─── RECORDS TO USE
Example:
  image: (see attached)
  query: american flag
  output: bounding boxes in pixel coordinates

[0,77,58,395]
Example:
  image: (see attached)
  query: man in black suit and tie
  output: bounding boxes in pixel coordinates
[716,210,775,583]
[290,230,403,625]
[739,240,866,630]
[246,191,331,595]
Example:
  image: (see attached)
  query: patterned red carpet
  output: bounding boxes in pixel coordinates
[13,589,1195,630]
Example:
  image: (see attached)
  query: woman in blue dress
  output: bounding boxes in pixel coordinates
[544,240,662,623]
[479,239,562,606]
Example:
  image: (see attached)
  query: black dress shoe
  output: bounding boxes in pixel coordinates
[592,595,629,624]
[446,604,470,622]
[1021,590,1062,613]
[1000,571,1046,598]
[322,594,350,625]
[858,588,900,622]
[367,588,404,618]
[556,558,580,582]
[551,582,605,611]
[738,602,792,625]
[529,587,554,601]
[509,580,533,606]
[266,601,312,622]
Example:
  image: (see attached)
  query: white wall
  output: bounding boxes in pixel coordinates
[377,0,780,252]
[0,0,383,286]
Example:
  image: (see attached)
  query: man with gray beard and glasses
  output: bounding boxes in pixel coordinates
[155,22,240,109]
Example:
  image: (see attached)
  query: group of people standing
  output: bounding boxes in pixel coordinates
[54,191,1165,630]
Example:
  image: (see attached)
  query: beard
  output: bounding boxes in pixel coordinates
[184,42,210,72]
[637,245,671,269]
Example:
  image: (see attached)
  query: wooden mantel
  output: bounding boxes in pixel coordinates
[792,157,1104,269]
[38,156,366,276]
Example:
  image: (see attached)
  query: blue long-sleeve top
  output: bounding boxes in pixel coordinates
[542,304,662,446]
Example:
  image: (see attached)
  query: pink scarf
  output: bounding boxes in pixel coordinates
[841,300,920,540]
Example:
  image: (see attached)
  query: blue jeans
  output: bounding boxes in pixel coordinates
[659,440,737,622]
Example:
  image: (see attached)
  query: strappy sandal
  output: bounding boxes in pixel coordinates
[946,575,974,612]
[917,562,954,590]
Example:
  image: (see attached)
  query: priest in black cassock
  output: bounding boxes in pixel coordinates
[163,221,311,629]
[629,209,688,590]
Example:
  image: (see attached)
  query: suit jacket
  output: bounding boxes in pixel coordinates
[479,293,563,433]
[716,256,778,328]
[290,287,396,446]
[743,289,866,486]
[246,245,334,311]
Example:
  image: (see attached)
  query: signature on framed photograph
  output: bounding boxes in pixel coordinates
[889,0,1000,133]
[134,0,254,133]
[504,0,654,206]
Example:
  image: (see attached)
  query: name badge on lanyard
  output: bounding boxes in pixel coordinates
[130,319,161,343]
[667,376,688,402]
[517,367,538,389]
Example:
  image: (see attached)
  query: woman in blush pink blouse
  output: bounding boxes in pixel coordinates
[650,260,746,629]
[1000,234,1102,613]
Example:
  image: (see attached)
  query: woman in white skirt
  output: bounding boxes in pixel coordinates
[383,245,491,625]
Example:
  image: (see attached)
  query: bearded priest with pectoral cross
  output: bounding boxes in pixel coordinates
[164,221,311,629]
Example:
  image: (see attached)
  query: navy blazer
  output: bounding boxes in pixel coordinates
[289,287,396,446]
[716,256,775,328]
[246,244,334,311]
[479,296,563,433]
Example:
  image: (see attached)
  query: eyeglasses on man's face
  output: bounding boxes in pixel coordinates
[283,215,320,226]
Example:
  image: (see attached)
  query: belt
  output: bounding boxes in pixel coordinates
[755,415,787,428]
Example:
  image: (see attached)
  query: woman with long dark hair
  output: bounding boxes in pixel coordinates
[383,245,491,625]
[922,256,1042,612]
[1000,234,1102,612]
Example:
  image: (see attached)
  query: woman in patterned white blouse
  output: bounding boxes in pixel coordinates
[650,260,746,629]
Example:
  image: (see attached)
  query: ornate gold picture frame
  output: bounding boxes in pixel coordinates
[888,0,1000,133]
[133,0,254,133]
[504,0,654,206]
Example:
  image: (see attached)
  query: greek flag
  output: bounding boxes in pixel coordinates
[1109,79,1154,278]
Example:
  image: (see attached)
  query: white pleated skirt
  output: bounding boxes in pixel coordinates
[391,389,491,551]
──────
*OBJECTIVE*.
Rewrite all the rows above, renaming "pixel coordinates" to "absolute pixel coordinates" wherever it occurs and leaving everything else unchanged.

*WRITTEN SOLUTION*.
Example:
  image: (see attached)
  query: american flag
  output: bounding boxes in absolute pixel coordinates

[0,77,58,395]
Example:
  image: (see attached)
  query: man in black suit and tie
  output: bounding boxes in absolute pixel coordinates
[716,210,775,583]
[290,230,403,625]
[739,240,866,630]
[246,191,331,595]
Example:
  image: (see attached)
  query: patterned red carpet
  output: bounding boxes in absolute pixel coordinates
[13,589,1195,630]
Example:
  image: (see attached)
  query: woman in blue dress
  output: bounding boxes in absolute pixel coordinates
[544,240,662,623]
[479,239,562,606]
Example:
  image: (see attached)
  query: black dress shoe
  output: bounding boxes in absolute pixel coordinates
[592,595,629,624]
[446,604,470,622]
[1021,590,1062,613]
[1000,571,1046,598]
[322,594,350,625]
[858,588,900,622]
[367,588,404,618]
[556,558,580,582]
[551,582,605,611]
[738,602,792,625]
[529,587,554,601]
[509,580,533,606]
[266,601,312,622]
Example:
  image: (see attached)
  query: white wall
  output: bounding boxes in absolute pixel coordinates
[377,0,780,252]
[0,0,383,286]
Example:
  image: (see attached)
  query: man with gray beard and glasses
  output: bounding boxes in absolute pixel coordinates
[155,22,240,109]
Example:
  image: (see attached)
  query: group of people standing
  output: bounding boxes in absolute pixel coordinates
[54,191,1165,630]
Example:
  image: (see attached)
  query: beard
  output: bounding boxes in absolute pixel coordinates
[184,42,210,72]
[637,245,671,269]
Example:
  image: (see attached)
  query: wooden mantel
  output: bounding boxes in absolute pixel coordinates
[792,157,1104,269]
[38,156,366,276]
Example:
  image: (see attached)
  query: blue long-sleeve top
  output: bounding boxes in absolute pixel coordinates
[542,304,662,446]
Example:
  image: (see attached)
  query: pink scarf
  output: bounding boxes in absolute pixel coordinates
[841,300,920,540]
Example:
  image: (see attached)
  query: blue jeans
  output: bounding boxes in absolute pixel coordinates
[659,440,737,622]
Example:
  image: (see attached)
  query: strappy sandal
  output: bounding boxes in absolute pixel coordinates
[946,575,974,612]
[917,562,954,590]
Example:
  image: (see attached)
  query: priest in black cassock
  output: bounding boxes in absolute pixel coordinates
[163,221,311,629]
[629,209,688,590]
Example:
  image: (see attached)
  query: suit jacket
  output: bounding boxes in absolute pixel coordinates
[479,293,563,433]
[716,256,778,328]
[290,287,396,446]
[743,289,866,486]
[246,245,334,311]
Example:
  image: (see attached)
  query: signature on framed photograph
  output: bounding boxes in absolute pixel coordinates
[889,0,1000,133]
[134,0,254,133]
[504,0,654,206]
Example:
  image: (see attached)
  query: name badge on lanyard
  output: bounding boxes in absolute pixel coordinates
[130,319,161,343]
[667,376,688,402]
[517,367,538,389]
Example:
  image: (see attached)
  query: woman in blush pink blouse
  output: bounding boxes in absolute pixel coordinates
[650,260,746,629]
[1000,234,1102,613]
Example:
  image: (see attached)
  query: woman in white skirt
  output: bounding boxes in absolute pixel coordinates
[383,245,491,625]
Example:
  image: (see attached)
  query: bearded priest with pectoral cross
  output: bounding boxes in absolute pixel coordinates
[164,221,311,629]
Example:
  image: (see attached)
  query: navy blazer
  output: bounding boxes in absolute pixel coordinates
[289,287,396,446]
[716,256,775,328]
[246,244,334,311]
[479,296,563,433]
Example:
  image: (see attached)
  query: eyeglasses on man's face
  output: bounding boxes in absolute pixel coordinates
[283,215,320,226]
Example:
  image: (see attached)
  query: belt
  output: bounding boxes in absolute pixel coordinates
[755,415,787,428]
Example:
  image: (see attached)
  query: woman with long dark hair
  output: bounding boxes in absolute pixel coordinates
[383,245,491,625]
[922,256,1042,612]
[1000,234,1102,612]
Example:
  image: (see attached)
  query: woman in patterned white blouse
  output: bounding boxes in absolute pixel coordinates
[650,260,746,629]
Example:
  image: (see attached)
  query: ornate gold picture frame
  output: bounding boxes in absolute pixel coordinates
[888,0,1000,133]
[133,0,254,133]
[504,0,654,206]
Example:
  image: (see attached)
  query: greek flag
  output: bounding boxes in absolute pixel coordinates
[1109,79,1154,278]
Example:
  image: (see attached)
  query: white pleated skirt
  output: bounding boxes in absolute pixel coordinates
[391,389,491,551]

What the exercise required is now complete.